──────── Extract to read ────────

03 November 2009

Sack Cloth

Next week I will find myself sitting down with some of the higher echelons of the Conservative Party in London. The Serf now moves in powerful circles!! So much so that I have been looking for a new suit.

Why, I hear you ask, are such people asking the Coffee Serf to attend dinner. Is it that on the eve of taking power they are worried that the coffee is not up to scratch in Westminster? Could it be that the latest expense scandal has meant that people with taste are now reduced to drinking an Instant. Ironic I thought, that the current batch of MP's are wearing sack-cloth - not too dissimilar to the material from which our delicious brew emanates.

12 October 2009

The Post Hoc Ergo Propter Hoc Fallacy

Because I do this, does not necessarily give rise to that. It may have happened anyway!!

Believing that having a nice shiny espresso machine and a fancy packet of coffee is the reason that the establishment is busy is not always true. It could well be busy due to the competition being even worse!

I was in Gloucester at the weekend and after the usual traipsing around the shops on a busy Saturday, I thought I would treat myself to my favourite tipple, namely an Espresso con Panna. Eager in anticipation and salivating like Pavlov's dog, imagine my disappointment when I was handed my nectar. Oh dear! This coffee is probably one of the easiest coffees to make and this high street chain completely bastardised it. The cream had been ejected by flatulence and decorated the rim with just as much grace.

To add insult to injury, the cafe was packed - I fear more to do with their location than their product. The fancy adverts in the window purporting that their coffee was the best was indeed a fallacy.

03 September 2009

At the top of the mountain

We all stand on a peak whose height is determined by our experiences. Some stand on mighty mountains while others view the world from a lesser altitude.

It struck me the other day with this thought, that the time that we dwell in the past is inversely proportional to the expectations of future experiences. Is this why time seems to go faster as we get older - perhaps.

What has this got to do with coffee - well nothing really, only in that I was sipping a rather fine Mexican Liquid Amber infusion revelling in the snug duvet of contentment wanting one more minute of present, knowing that the imminent future was going to be ever so slightly less bright.

13 August 2009

Tea and Solvent Abuse called Decaf Coffee

I am sitting here, writing this while sipping a cup of tea - yes, I know. What on earth has prompted the Coffee Serf to succumb to the Devil's Spawn? Tea is not necessarily the antithesis to a coffee lovers pallette, but in this blog there is a hint of Hades wafting from the gates of fermented tea leaves.

────────

Give a three-sentence summary of the coffee blog posts above.

──────── Information shown ────────

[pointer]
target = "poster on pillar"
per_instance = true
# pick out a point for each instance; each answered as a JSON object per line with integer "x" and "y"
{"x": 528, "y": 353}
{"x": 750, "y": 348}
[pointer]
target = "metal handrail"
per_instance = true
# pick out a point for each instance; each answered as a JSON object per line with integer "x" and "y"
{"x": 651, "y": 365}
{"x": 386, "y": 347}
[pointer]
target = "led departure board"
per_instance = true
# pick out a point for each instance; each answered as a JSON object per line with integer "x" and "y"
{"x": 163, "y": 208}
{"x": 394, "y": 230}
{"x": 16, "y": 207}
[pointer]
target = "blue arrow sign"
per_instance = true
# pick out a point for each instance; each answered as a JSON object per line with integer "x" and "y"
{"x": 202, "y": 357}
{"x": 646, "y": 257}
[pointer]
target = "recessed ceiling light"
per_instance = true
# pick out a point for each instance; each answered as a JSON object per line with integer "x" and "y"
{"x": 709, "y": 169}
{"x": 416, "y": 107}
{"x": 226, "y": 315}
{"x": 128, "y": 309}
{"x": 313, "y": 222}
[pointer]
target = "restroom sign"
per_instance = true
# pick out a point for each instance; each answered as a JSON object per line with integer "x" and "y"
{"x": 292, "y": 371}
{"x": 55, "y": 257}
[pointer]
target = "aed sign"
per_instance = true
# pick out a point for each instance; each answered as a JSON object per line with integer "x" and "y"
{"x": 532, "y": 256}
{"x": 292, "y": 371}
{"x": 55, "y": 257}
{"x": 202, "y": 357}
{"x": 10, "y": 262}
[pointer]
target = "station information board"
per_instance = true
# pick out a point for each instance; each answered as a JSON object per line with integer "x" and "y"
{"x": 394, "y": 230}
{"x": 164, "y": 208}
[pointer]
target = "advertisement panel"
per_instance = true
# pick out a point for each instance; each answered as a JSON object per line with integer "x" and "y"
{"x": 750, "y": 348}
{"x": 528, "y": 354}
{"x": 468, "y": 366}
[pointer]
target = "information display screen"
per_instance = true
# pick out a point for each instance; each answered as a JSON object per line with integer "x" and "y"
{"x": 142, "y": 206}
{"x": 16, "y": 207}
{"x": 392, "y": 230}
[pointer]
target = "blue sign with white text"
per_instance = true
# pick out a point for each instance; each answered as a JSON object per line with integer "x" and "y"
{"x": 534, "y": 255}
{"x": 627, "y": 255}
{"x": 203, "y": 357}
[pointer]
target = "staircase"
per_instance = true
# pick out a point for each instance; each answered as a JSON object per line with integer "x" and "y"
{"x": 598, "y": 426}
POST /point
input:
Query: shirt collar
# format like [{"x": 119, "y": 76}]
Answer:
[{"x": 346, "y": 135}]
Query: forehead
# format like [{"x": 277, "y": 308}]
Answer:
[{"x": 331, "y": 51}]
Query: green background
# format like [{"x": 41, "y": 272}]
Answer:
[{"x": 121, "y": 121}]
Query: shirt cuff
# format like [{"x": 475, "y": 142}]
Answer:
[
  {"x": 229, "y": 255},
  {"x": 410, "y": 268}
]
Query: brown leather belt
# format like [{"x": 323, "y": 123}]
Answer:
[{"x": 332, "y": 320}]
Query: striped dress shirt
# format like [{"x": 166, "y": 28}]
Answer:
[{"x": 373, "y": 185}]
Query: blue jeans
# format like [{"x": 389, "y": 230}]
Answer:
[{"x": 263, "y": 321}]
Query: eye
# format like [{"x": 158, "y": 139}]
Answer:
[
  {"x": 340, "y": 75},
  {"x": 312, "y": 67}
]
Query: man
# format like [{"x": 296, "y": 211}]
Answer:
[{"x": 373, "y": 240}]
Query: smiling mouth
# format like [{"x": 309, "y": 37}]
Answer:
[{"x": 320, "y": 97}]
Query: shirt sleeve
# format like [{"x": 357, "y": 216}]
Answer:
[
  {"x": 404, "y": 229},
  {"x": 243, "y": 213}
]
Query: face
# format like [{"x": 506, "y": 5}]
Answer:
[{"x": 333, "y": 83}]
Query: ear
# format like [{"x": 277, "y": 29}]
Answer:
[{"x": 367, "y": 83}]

────────

Full output >> The writer, calling themselves the Coffee Serf, expects to dine with senior Conservative Party figures in London the following week and jokes that MPs wearing sackcloth after the expense scandal echo the material coffee comes from. In Gloucester, the writer was served a badly made Espresso con Panna at a packed high street chain, taking this as proof that a busy café may owe its crowds to location or weak competition rather than good coffee. Other posts muse that time seems to pass faster as we age, prompted while sipping a Mexican Liquid Amber, and admit to drinking a cup of tea.